**STATED GOAL 1**
In the reinforcement learning thread, which problem formulation does the reply recommend when the agent has no influence on its future states?
**STATED GOAL 2**
Quote the reinforcement learning thread word for word, starting at "Because both the" and ending at "I can read?".

**DOCUMENT EXTRACT**

Can exogenous variables be state features in reinforcement learning?


I have a question about state representation of Q-learning or DQN algorithm. I'm still a beginner of RL, so I'm not sure that is it suitable to take exogenous variables as state features.

For example, in my current project, deciding to charge/discharge an electric vehicle actions according to the real-time fluctuating electricity prices, I'm wondering if the past n-step prices or hours can be considered as state features.

Because both the prices and the hour are just given information in every time step rather than being dependent to the charging/discharging actions, I'm suspicious about whether they can are theoretically qualified to be state features or not.

If they are not qualified, could someone give me a reference or something that I can read?

JH Lee

Posted 2019-08-25T07:12:44.720

Reputation: 125



Including exogenous variables in your state representation certainly can be useful, as long as you expect them to be relevant information for determining the action to pick. So, state features are not only useful if you expect your agent (through application of actions) to have (partial) influence on those state variables; you just want the state variables themselves to be informative for your next action to take / prediction of expected future rewards.

However, if you only have exogenous variables, i.e. if you expect your agent to have no influence whatsoever on what states you'll end up in next... then the full problem definition typically used in RL (Markov decision processes) may be unnecessarily complex, and you may prefer to look into the Multi-Armed Bandits (MAB) problem formulation. If you're already familiar with RL / MDPs, you may think of MAB problems as (sequences of) single-step episodes, where you always just look at the current state and don't care at all about future states (because you expect to have 0 influence on them).

In theory, the RL / MDP framework is more general and is also applicable to those MAB problems, but RL algorithms that support this framework may perform worse than MAB algorithms in practice, because they (informally speaking) still put in effort trying to "learn" how their actions affect future states (a waste of effort when you expect there to be no such influence from the agent).

Dennis Soemers

Posted 2019-08-25T07:12:44.720

Reputation: 7 644

**RECORDS PROVIDED**
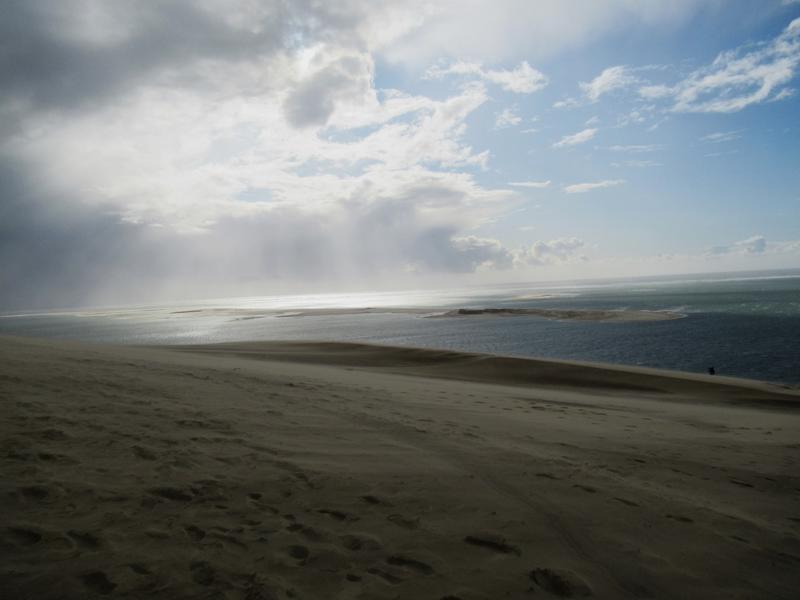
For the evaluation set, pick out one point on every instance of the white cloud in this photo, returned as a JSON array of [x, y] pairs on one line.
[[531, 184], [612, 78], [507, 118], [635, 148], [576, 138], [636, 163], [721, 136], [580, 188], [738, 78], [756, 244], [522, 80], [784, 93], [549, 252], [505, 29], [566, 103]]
---
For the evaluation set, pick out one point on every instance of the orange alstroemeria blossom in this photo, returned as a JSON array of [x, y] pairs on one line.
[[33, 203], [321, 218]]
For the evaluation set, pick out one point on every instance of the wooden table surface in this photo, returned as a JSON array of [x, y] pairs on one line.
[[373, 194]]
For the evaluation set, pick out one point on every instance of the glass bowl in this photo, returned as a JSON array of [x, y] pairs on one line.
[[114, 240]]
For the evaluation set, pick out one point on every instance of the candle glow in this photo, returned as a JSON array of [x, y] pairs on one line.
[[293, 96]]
* * *
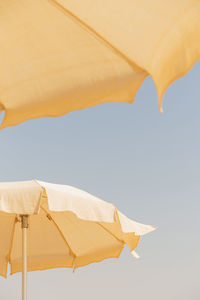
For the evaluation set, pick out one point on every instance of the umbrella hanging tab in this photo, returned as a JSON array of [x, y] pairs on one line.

**WRITTEN RESPONSE 1**
The Multi-Armed Bandits (MAB) problem formulation.

**WRITTEN RESPONSE 2**
Because both the prices and the hour are just given information in every time step rather than being dependent to the charging/discharging actions, I'm suspicious about whether they can are theoretically qualified to be state features or not.

If they are not qualified, could someone give me a reference or something that I can read?